## start DATA RECORDS

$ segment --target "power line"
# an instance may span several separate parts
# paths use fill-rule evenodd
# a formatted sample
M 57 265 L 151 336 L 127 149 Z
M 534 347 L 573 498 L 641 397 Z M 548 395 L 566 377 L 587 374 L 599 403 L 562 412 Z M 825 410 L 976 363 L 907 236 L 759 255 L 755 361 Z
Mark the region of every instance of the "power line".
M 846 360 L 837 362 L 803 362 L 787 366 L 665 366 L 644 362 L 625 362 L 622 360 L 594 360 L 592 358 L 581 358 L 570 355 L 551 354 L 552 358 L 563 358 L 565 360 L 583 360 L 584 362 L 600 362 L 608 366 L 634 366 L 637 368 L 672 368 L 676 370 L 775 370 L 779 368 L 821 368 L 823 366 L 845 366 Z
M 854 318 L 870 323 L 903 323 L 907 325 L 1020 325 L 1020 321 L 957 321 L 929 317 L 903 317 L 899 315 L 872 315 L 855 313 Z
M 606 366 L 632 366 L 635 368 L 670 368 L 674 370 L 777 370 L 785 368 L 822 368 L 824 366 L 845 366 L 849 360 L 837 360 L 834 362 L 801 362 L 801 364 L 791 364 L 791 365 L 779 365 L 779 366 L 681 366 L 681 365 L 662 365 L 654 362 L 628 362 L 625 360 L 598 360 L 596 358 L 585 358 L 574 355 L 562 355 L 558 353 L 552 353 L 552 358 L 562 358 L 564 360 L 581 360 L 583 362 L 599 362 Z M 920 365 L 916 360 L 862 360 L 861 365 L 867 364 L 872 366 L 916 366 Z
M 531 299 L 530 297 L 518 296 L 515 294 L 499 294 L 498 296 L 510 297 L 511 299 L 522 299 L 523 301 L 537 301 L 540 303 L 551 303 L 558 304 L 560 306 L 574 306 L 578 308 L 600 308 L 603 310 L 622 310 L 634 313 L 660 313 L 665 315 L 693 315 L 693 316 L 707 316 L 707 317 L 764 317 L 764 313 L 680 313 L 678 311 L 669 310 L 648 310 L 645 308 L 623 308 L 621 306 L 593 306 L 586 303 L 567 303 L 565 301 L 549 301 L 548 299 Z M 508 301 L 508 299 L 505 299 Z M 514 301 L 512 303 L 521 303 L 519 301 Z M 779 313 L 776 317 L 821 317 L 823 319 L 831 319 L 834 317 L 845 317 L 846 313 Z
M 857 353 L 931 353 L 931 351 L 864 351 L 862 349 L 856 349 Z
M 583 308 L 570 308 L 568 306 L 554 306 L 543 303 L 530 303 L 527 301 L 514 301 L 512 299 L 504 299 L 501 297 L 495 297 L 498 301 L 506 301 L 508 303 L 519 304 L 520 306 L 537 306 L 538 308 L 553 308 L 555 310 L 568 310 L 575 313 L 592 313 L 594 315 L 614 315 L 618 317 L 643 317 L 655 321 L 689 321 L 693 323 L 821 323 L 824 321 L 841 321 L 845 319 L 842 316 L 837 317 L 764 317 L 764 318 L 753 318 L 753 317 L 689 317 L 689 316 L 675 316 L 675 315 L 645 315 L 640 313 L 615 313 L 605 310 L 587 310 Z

## end DATA RECORDS

(WRITTEN PROBLEM) Copy the records above line for line, character for character.

(THE REPLY)
$ segment --target "power line"
# an instance may span several separate parts
# paths use fill-rule evenodd
# a formatted sample
M 57 265 L 151 336 L 127 149 Z
M 534 347 L 573 498 L 641 397 Z M 548 395 L 566 377 L 587 374 L 599 403 L 562 412 Z M 825 410 L 976 363 L 907 236 L 759 255 L 755 361 Z
Mark the region of every instance of the "power line".
M 846 360 L 837 362 L 803 362 L 787 366 L 665 366 L 644 362 L 625 362 L 622 360 L 594 360 L 592 358 L 581 358 L 570 355 L 551 354 L 552 358 L 563 358 L 565 360 L 583 360 L 584 362 L 600 362 L 608 366 L 634 366 L 637 368 L 672 368 L 676 370 L 775 370 L 779 368 L 821 368 L 823 366 L 845 366 Z
M 854 318 L 870 323 L 903 323 L 907 325 L 1020 325 L 1020 321 L 957 321 L 929 317 L 903 317 L 899 315 L 872 315 L 855 313 Z
M 606 366 L 632 366 L 635 368 L 670 368 L 674 370 L 777 370 L 785 368 L 822 368 L 824 366 L 845 366 L 849 360 L 837 360 L 834 362 L 801 362 L 801 364 L 791 364 L 791 365 L 779 365 L 779 366 L 681 366 L 681 365 L 662 365 L 654 362 L 628 362 L 625 360 L 598 360 L 596 358 L 585 358 L 574 355 L 562 355 L 558 353 L 552 353 L 552 358 L 562 358 L 564 360 L 581 360 L 583 362 L 599 362 Z M 920 365 L 916 360 L 862 360 L 861 365 L 867 364 L 872 366 L 916 366 Z
M 531 299 L 530 297 L 518 296 L 515 294 L 499 294 L 498 296 L 510 297 L 511 299 L 522 299 L 523 301 L 537 301 L 540 303 L 551 303 L 558 304 L 560 306 L 574 306 L 578 308 L 600 308 L 603 310 L 622 310 L 634 313 L 660 313 L 665 315 L 693 315 L 693 316 L 707 316 L 707 317 L 764 317 L 764 313 L 680 313 L 678 311 L 669 310 L 648 310 L 645 308 L 623 308 L 621 306 L 593 306 L 586 303 L 567 303 L 565 301 L 549 301 L 548 299 Z M 508 301 L 508 299 L 505 299 Z M 514 301 L 512 303 L 521 303 L 519 301 Z M 779 313 L 776 317 L 821 317 L 823 319 L 831 319 L 834 317 L 845 317 L 846 313 Z
M 857 353 L 931 353 L 931 351 L 864 351 L 862 349 L 856 349 Z
M 583 308 L 570 308 L 568 306 L 554 306 L 543 303 L 530 303 L 527 301 L 514 301 L 512 299 L 504 299 L 501 297 L 495 297 L 498 301 L 506 301 L 508 303 L 519 304 L 520 306 L 537 306 L 538 308 L 553 308 L 555 310 L 568 310 L 575 313 L 592 313 L 594 315 L 614 315 L 618 317 L 643 317 L 655 321 L 689 321 L 693 323 L 821 323 L 824 321 L 841 321 L 845 319 L 842 316 L 837 317 L 764 317 L 764 318 L 753 318 L 753 317 L 689 317 L 689 316 L 675 316 L 675 315 L 645 315 L 640 313 L 615 313 L 605 310 L 587 310 Z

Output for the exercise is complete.